**Stated problem**
Count how many lines in the records below contain the string "instance", and reply with that number alone.

**Data shown**
"""
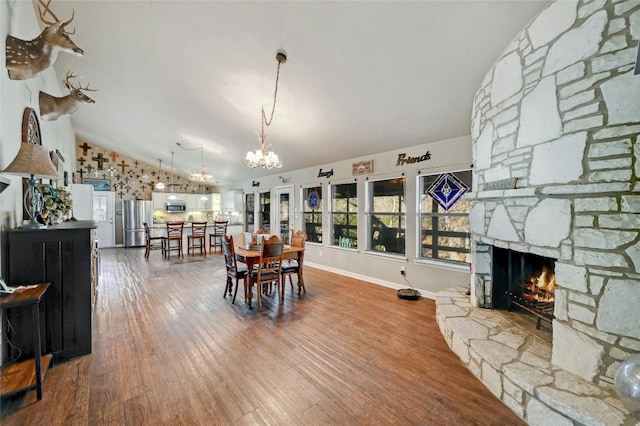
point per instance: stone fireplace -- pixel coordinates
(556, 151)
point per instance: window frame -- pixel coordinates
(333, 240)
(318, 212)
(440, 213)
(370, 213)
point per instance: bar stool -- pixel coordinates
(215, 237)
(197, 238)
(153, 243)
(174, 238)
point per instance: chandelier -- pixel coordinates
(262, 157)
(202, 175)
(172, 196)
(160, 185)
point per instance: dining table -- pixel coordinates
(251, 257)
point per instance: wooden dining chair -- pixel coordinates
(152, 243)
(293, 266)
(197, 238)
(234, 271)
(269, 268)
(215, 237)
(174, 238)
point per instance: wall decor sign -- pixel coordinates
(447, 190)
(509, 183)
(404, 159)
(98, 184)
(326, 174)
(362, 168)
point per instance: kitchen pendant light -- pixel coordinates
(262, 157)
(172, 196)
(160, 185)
"""
"""
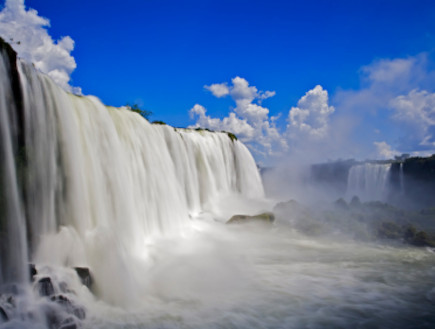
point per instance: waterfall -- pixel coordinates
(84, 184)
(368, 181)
"""
**Answer to the problem**
9